Recast the material from its start through the line containing "[[171, 161]]", inclusive, as a two-column CSV with the columns "text" and "answer", one row per entry. Put each entry's text and its answer in a single quoted field, with any line breaks replaced by spaces.

[Saved entries]

— BEGIN —

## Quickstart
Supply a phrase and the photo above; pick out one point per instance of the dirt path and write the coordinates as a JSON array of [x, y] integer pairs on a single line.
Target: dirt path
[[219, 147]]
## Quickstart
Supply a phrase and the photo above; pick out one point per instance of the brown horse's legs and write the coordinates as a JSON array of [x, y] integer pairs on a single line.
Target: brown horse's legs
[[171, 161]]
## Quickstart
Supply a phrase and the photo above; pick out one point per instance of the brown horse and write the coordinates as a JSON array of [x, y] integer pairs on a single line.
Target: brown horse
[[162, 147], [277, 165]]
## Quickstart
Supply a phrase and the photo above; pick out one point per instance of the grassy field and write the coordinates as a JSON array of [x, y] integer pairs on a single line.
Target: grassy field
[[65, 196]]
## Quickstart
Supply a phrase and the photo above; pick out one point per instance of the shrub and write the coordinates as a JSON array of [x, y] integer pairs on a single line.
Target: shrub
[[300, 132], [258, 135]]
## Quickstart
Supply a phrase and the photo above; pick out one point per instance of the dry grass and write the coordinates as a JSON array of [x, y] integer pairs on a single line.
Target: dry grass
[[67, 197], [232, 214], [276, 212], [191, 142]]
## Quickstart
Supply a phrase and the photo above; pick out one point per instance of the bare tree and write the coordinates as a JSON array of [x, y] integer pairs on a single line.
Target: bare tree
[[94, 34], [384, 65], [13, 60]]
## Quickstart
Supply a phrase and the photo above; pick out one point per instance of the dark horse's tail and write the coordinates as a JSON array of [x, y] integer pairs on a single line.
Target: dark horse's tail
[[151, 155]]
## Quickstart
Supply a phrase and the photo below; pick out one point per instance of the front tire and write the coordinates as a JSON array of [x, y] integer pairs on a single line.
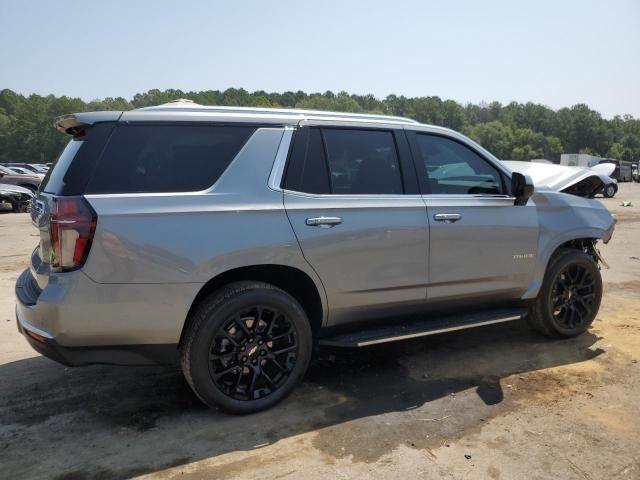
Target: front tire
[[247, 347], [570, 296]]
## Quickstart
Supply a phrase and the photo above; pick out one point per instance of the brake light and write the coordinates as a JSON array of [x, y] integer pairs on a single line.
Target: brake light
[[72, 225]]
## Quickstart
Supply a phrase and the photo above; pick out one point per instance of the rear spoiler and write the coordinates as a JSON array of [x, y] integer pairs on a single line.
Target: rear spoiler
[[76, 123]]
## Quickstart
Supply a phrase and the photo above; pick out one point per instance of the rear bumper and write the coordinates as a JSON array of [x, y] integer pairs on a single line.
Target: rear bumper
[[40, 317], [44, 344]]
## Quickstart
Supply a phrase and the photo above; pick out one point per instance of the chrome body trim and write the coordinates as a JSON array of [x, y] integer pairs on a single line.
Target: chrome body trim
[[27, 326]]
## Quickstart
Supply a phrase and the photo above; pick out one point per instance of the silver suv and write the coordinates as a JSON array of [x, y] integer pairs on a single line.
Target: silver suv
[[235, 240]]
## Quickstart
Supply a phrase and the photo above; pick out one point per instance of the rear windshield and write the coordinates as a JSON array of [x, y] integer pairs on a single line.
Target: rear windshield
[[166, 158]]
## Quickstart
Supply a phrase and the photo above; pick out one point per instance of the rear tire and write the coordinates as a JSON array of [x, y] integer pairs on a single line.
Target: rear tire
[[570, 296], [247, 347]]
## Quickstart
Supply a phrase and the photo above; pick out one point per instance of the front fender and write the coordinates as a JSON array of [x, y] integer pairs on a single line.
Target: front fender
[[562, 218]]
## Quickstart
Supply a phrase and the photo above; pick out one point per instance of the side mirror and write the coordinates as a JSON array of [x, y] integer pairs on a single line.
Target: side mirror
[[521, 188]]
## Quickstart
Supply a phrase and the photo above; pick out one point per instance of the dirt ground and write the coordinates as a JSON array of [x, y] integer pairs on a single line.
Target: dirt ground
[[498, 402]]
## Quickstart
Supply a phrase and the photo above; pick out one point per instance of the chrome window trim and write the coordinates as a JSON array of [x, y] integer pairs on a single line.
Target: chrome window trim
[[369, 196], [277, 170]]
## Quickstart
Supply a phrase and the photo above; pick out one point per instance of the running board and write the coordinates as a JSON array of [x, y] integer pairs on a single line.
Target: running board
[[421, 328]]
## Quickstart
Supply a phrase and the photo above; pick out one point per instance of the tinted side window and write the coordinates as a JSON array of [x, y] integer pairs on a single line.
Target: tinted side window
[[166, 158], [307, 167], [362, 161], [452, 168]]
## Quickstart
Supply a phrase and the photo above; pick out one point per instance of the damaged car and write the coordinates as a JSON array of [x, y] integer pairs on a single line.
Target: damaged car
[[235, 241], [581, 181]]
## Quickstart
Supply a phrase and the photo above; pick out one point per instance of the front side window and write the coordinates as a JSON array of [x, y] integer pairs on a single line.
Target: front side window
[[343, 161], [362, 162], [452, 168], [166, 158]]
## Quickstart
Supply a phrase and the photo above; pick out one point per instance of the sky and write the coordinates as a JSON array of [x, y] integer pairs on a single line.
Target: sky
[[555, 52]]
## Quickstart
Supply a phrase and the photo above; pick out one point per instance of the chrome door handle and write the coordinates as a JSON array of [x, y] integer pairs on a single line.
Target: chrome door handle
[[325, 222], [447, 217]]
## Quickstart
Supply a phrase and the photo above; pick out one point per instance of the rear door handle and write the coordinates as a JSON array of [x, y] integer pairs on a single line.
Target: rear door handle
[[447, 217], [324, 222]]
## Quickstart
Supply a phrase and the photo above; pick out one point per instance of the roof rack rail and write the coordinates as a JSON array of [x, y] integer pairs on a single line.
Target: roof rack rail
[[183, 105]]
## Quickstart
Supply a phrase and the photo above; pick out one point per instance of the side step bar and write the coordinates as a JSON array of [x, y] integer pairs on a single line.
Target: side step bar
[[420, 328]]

— END —

Output of the task.
text,answer
"## Quickstart Supply a phrase and the photo above; pick out one point per instance of the dirt path and write the coordinates as a JSON array of [x, y] integer pairs on a single line. Target: dirt path","[[219, 147]]"
"## Quickstart Supply a phrase and the photo above; pick out one point per instance of the brown horse's legs and write the coordinates as a JSON array of [x, y] integer pairs on a single line. Target: brown horse's legs","[[171, 161]]"